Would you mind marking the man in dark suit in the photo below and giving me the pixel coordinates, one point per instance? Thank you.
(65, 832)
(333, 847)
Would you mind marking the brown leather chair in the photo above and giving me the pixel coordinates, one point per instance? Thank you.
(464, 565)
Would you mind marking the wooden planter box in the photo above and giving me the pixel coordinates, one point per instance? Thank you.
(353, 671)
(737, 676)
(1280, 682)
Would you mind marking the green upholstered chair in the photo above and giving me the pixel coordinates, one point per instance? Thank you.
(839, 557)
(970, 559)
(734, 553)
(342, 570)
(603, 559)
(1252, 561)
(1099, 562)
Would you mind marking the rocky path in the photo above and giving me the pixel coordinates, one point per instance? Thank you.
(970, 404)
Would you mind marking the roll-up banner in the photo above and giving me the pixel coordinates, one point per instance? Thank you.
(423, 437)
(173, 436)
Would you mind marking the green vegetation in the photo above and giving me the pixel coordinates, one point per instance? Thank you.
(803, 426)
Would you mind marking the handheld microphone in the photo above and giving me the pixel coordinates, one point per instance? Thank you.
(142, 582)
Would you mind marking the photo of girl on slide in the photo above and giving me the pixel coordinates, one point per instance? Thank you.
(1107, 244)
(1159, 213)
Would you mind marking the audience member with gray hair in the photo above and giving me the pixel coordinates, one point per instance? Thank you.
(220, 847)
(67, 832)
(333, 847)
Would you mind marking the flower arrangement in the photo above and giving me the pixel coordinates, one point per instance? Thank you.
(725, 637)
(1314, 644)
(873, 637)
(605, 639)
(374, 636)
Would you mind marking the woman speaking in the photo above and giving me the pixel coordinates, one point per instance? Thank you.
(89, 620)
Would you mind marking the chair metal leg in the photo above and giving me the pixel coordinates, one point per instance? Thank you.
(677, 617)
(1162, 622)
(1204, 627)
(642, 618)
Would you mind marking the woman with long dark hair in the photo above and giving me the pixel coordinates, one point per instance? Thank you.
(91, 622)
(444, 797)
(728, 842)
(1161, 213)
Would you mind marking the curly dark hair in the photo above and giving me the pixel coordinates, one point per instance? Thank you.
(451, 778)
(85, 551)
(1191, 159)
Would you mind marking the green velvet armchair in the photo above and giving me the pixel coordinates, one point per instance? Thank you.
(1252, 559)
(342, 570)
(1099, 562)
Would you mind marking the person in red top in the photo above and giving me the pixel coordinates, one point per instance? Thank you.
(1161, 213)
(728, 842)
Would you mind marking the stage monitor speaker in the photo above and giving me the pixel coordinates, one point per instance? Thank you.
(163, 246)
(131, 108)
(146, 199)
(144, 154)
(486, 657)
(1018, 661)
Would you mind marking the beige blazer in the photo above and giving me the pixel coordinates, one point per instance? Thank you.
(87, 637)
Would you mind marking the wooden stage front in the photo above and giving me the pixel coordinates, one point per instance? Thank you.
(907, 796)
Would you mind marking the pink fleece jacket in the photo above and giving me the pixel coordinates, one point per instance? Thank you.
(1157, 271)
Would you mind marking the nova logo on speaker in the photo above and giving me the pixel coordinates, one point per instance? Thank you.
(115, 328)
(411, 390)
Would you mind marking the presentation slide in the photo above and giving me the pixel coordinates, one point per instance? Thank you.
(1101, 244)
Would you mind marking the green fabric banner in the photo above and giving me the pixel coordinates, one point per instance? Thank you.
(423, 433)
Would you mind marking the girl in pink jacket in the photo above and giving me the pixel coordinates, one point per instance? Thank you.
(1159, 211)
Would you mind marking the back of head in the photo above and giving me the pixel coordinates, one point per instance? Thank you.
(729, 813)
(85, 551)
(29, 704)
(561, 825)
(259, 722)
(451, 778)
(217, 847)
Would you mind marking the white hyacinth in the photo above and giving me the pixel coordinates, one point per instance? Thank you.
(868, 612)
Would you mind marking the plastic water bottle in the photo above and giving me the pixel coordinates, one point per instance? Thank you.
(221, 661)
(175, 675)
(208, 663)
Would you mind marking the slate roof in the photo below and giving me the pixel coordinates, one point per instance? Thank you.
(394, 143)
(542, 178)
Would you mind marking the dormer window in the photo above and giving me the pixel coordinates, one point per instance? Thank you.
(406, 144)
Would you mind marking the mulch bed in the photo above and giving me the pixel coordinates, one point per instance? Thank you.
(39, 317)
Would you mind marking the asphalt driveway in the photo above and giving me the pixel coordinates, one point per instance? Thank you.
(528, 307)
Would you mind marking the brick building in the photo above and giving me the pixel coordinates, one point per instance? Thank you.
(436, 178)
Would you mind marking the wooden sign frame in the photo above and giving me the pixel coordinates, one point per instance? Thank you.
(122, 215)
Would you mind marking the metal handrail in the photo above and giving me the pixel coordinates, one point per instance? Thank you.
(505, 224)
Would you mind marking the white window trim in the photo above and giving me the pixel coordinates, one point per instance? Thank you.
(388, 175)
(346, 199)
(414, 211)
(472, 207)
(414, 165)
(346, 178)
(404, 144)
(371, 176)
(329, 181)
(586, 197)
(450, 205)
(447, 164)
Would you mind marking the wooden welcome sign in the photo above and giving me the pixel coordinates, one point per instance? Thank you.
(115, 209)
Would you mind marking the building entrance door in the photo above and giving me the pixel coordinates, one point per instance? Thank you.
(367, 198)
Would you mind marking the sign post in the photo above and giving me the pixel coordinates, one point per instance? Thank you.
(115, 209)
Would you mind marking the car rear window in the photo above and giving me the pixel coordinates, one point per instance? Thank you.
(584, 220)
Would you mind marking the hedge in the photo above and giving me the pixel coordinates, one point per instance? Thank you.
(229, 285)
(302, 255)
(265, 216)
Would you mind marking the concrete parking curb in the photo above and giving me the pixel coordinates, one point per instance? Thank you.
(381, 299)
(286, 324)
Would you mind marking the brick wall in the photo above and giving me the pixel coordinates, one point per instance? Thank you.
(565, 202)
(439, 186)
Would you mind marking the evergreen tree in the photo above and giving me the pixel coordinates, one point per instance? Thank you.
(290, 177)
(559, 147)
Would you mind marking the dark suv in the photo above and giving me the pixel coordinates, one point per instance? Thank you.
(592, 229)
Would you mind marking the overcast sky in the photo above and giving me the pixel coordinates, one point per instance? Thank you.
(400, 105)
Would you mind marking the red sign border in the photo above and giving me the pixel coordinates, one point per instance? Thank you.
+ + + + + + +
- WHAT TO WORK ON:
Every record should be printed again exactly as it reads.

- SOLUTION TO THE EXERCISE:
Would you mind marking the man in dark suit in the photo below and giving me the pixel coordinates, one point per instance? Thank you.
(65, 832)
(333, 847)
Would you mind marking the brown leather chair in the photo above and giving me the pixel coordinates, one point per instance? Thank you.
(464, 565)
Would you mind marking the wooden planter box in the photo above and giving me the pixel coordinates, one point per instance? Thank you.
(353, 671)
(737, 676)
(1280, 682)
Would you mind marking the green upholstered chair in the photo above and giving me the pixel coordinates, one point per instance? Thank you.
(839, 557)
(970, 559)
(734, 553)
(342, 570)
(603, 559)
(1252, 561)
(1099, 562)
Would you mind marking the rocky path in the photo above and giving me the pixel coordinates, one point per instance? Thank you.
(970, 404)
Would you mind marking the roll-up banner in the photo above and giving me the pixel coordinates, one point per instance? Thank you.
(423, 437)
(173, 436)
Would you mind marking the green vegetation in the photo above and giving me the pixel coordinates, one point per instance? Thank you.
(803, 426)
Would you mind marking the handheld microphone in the photo above and giving me the pixel coordinates, one point per instance? Thank you.
(142, 582)
Would you mind marking the photo of girl on slide in the photo above and giving me the pixel coordinates, one point per instance? Thank you.
(1107, 244)
(1159, 213)
Would you mind marking the audience member with gray hair in the photo above and giving me the pixel coordinates, one point per instance? Thank you.
(220, 847)
(67, 832)
(333, 847)
Would you mind marking the flower arrangement in the photo above and giving me the pixel coordinates, one point per instance? Thank you.
(725, 637)
(1314, 644)
(873, 637)
(605, 639)
(374, 636)
Would you mind marking the woman speaking in the photo above and giving me the pixel coordinates, one point per instance? Thank you.
(89, 620)
Would you mind marking the chair metal leg in the photo above and giving me the pixel coordinates, one point per instance? Thank you.
(677, 617)
(1162, 622)
(1204, 627)
(642, 618)
Would you mind marking the woman with long dark hair in the photo above and giving me the pixel coordinates, one point per instance? Thank you.
(91, 622)
(444, 797)
(728, 842)
(1161, 213)
Would you mind marking the curly dark hair in the photo above and giving me the pixel coordinates, one point per instance? Thank you.
(451, 778)
(85, 551)
(1191, 159)
Would you mind marking the green velvet armchair in the photo above and giving me the pixel coordinates, one point per instance? Thank you.
(1252, 559)
(342, 570)
(1099, 562)
Would you mind marking the person in red top in the photo above and giving me the pixel coordinates, one point per instance? Thank you.
(1161, 213)
(728, 842)
Would you mind marking the stage monitor speaker in the photo above and giving me the pixel coordinates, one point per instance? Thank you.
(163, 246)
(131, 108)
(146, 199)
(144, 154)
(486, 657)
(1018, 661)
Would you mind marking the beige blazer in the photo above and giving me the pixel coordinates, one point per instance? Thank you.
(87, 637)
Would you mind marking the wooden stage front in the photo above and giving me the pixel coordinates, one point per instance? Thank you.
(907, 796)
Would you mind marking the pink fleece jacket in the photo above and giving me the pixel coordinates, one point per instance? Thank you.
(1157, 271)
Would you mind marking the nova logo on speaker in the photo above and giving me the pixel coordinates, one point per instance? Thank you.
(115, 328)
(411, 390)
Would you mind marking the presentation slide in the photo above and giving me the pixel coordinates, one point per instance? Thank you.
(1101, 244)
Would you mind marking the green fabric banner in the photo above and giving me the pixel coordinates, one point per instance? Thank you.
(423, 433)
Would you mind marking the girl in pink jacket in the photo above and giving me the pixel coordinates, one point per instance? Thank you.
(1159, 211)
Would you mind marking the back of head in the photo above and giving me the pixel coordinates, one point per instance? Thank you.
(729, 813)
(85, 551)
(29, 704)
(561, 825)
(259, 722)
(451, 778)
(217, 847)
Would you mind marking the white hyacinth in the photo above and giving me the pixel coordinates, one point per instance? Thank you.
(868, 612)
Would you mind marking the plastic water bottle in the photo above and giving me the pixel coordinates, one point per instance? Thank you.
(221, 661)
(175, 675)
(208, 663)
Would you mind marking the slate roof in the photo below and giving me the pixel coordinates, one point per instance? Thank you.
(394, 143)
(542, 178)
Would you mind marking the dormer window in the photo above and giving me the pixel coordinates, one point per instance? Thank you.
(406, 144)
Would you mind marking the mulch bed in the photo above and giving me the pixel coordinates, one point per instance? Thank you.
(39, 317)
Would you mind marking the asphalt driveway in the photo above and giving me the pixel coordinates, one point per instance? Thank you.
(528, 307)
Would you mind marking the brick building in the photo above and giving me the pixel coordinates, one point per instance? Thank you.
(436, 178)
Would you mind marking the wooden sign frame in the photo above and giving me the pixel coordinates, one point per instance? Thank you.
(122, 215)
Would you mind marking the metal handrail in the photo above and giving me the pixel coordinates, one point per instance? Thank you.
(505, 224)
Would you mind marking the white window trim in the photo above and giving me the pixel coordinates, one point per instance? Thank you.
(388, 175)
(346, 199)
(414, 211)
(472, 207)
(414, 165)
(346, 178)
(404, 144)
(371, 176)
(329, 181)
(586, 197)
(450, 205)
(447, 164)
Would you mind marking the wooden welcome sign in the photo above and giving me the pixel coordinates, one point per instance? Thank you.
(115, 209)
Would you mind marking the building entrance door in the photo above and giving me the pixel coordinates, one point per instance? Thank you.
(367, 198)
Would you mind marking the sign post in the photo above and giving me the pixel coordinates, one point per instance? Thank you.
(115, 209)
Would you mind marking the car rear window in the photo above and giving me the pixel coordinates, one point per instance? Thank you.
(584, 220)
Would you mind marking the hedge in the photo above and giving me the pixel coordinates, one point per instance? Thank you.
(229, 285)
(302, 255)
(265, 216)
Would you mind marking the concrete parking curb in the photo above and giving me the pixel coordinates, one point per instance? Thank you.
(381, 299)
(286, 324)
Would you mind marking the brick wall in the photo above and giving me the pixel coordinates, one point per instance? Thank you.
(565, 202)
(439, 186)
Would you mind marking the evergreen tree in the photo above and giving me the pixel coordinates, one point per instance? Thank you.
(290, 177)
(559, 147)
Would you mind marking the dark suv in the photo above and giving me the pixel coordinates, one point per instance? Thank you.
(592, 229)
Would you mind marking the overcast sky in the photo above and giving me the pixel coordinates, one point per instance? Thank you.
(400, 105)
Would you mind marking the red sign border in the photo above and giving me the pixel coordinates, one point per instance? Thank you.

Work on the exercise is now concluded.